# Goal of the exercise
Can you convert the lines from the one containing "The client would like bounding boxes around the small" through the end of the entries into a JSON list of strings, one string per line, skipping any blank lines?

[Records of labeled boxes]
· · · · · · ·
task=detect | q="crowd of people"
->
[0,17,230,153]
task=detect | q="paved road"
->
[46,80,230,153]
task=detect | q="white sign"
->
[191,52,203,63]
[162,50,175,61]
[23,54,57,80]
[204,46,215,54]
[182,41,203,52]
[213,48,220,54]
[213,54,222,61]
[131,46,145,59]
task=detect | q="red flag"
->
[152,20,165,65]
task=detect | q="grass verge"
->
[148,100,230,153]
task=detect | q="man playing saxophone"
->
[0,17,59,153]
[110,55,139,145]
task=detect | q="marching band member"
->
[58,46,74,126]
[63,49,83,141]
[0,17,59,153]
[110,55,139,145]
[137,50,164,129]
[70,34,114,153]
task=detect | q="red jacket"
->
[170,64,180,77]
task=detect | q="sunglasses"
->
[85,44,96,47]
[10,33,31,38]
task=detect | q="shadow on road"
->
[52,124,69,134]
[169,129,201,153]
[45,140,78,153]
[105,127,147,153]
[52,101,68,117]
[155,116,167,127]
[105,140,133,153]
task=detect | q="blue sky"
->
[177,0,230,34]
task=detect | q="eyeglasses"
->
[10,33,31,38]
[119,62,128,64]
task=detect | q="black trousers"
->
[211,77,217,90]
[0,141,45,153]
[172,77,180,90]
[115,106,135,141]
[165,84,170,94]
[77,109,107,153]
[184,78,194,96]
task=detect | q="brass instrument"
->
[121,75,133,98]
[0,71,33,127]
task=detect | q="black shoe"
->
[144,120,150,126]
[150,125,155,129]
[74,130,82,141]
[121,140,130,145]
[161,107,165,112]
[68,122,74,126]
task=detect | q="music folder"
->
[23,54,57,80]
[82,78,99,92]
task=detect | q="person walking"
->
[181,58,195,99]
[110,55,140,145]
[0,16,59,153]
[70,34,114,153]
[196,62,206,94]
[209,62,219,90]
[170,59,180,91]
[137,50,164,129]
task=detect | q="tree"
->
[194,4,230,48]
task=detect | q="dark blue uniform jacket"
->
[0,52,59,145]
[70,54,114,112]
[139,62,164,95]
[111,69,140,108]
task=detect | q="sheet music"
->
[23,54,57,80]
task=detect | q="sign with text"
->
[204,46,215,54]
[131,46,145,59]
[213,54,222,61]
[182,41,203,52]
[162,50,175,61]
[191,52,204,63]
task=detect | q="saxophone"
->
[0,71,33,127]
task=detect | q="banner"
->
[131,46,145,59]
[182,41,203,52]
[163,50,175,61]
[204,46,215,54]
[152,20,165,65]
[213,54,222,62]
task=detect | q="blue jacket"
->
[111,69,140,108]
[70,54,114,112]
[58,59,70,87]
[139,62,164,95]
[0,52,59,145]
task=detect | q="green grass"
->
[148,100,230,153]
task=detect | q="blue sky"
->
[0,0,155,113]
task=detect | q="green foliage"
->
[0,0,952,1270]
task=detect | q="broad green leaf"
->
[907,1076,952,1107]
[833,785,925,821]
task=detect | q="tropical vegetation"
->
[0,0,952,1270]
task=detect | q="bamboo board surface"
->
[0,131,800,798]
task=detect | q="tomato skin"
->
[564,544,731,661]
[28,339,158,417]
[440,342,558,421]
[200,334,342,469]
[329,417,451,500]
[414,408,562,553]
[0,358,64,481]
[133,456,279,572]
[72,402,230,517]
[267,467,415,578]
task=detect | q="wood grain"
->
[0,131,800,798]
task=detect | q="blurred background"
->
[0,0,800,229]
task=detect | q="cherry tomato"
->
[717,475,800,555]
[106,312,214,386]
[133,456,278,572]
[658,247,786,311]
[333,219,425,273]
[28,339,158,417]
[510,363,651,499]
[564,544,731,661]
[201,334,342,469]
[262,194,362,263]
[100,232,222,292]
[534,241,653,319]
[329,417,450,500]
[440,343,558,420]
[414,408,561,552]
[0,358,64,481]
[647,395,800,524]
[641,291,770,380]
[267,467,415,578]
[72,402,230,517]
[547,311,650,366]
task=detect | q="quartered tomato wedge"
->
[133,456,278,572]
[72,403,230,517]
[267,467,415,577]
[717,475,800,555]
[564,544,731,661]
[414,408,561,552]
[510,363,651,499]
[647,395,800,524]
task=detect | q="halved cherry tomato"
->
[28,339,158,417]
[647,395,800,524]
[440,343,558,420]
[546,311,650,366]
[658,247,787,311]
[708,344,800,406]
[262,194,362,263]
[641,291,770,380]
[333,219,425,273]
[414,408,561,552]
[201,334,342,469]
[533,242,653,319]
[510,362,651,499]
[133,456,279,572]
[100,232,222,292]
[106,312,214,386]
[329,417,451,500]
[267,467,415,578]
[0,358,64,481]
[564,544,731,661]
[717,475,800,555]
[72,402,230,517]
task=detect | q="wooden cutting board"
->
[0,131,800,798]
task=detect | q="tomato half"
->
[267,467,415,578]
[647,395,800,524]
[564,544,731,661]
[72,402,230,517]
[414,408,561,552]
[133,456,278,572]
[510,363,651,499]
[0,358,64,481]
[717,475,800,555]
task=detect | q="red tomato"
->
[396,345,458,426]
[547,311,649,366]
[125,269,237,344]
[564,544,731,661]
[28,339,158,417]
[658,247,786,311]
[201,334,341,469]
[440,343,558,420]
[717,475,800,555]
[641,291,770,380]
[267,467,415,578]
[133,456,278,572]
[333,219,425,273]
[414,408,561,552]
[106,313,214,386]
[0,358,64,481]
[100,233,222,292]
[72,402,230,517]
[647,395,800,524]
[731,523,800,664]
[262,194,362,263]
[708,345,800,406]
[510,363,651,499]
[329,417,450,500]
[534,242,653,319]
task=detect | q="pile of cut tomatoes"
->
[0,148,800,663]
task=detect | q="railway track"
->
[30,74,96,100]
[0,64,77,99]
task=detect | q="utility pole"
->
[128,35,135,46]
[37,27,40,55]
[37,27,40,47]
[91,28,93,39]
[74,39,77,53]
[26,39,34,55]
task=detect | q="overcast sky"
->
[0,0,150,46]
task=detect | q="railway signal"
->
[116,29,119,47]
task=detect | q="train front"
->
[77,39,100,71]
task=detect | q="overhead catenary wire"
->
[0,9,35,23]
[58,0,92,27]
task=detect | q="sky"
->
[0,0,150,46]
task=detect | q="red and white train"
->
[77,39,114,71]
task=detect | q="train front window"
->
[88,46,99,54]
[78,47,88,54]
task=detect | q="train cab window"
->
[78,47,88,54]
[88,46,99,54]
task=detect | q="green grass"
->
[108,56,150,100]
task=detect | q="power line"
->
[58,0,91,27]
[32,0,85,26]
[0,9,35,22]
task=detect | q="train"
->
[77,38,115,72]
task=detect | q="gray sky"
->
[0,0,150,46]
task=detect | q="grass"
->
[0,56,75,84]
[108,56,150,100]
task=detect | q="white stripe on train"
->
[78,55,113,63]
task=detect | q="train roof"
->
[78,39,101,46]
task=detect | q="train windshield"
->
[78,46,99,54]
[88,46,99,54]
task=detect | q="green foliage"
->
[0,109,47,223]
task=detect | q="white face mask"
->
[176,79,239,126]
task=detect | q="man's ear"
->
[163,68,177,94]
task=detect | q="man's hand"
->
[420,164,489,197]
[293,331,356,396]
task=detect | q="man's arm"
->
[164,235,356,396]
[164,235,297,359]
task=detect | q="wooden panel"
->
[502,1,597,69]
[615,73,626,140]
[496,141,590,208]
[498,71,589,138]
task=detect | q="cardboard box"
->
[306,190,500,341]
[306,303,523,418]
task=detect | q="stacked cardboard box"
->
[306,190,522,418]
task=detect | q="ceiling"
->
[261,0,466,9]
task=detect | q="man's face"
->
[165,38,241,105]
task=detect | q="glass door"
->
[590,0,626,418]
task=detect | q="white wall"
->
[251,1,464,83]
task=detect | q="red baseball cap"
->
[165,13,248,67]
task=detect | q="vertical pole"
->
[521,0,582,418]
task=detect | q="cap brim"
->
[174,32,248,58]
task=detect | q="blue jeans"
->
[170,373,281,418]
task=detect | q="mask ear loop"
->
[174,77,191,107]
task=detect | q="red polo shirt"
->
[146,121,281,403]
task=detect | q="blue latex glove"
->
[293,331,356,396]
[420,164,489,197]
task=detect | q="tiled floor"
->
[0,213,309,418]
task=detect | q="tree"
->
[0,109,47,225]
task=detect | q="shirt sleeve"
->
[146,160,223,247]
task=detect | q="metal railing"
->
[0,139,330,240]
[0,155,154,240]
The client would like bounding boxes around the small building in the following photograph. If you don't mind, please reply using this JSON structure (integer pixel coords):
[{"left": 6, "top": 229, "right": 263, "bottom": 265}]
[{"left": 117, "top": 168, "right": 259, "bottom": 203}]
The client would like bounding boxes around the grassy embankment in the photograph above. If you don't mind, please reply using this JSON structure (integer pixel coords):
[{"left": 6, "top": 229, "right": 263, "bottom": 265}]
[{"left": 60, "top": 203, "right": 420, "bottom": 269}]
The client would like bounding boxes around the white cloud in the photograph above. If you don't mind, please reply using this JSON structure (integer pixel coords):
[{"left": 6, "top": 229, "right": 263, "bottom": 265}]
· · · · · · ·
# In response
[
  "The client would like bounding boxes around the small building in the following photograph. If you don't mind, please reply using this JSON structure (integer pixel coords):",
  "[{\"left\": 6, \"top\": 229, \"right\": 263, \"bottom\": 265}]",
  "[{\"left\": 117, \"top\": 168, \"right\": 259, \"bottom\": 203}]",
  "The client would like bounding boxes around the grassy embankment in the photograph above. If you don't mind, please reply using this JSON structure (integer pixel coords):",
  "[{\"left\": 6, \"top\": 229, \"right\": 263, \"bottom\": 265}]",
  "[{\"left\": 60, \"top\": 203, \"right\": 420, \"bottom\": 269}]",
  "The client would like bounding boxes around the white cloud in the photograph above. If you don't mind, please reply using this JSON structure (integer pixel coords):",
  "[{\"left\": 6, \"top\": 229, \"right\": 263, \"bottom\": 265}]"
]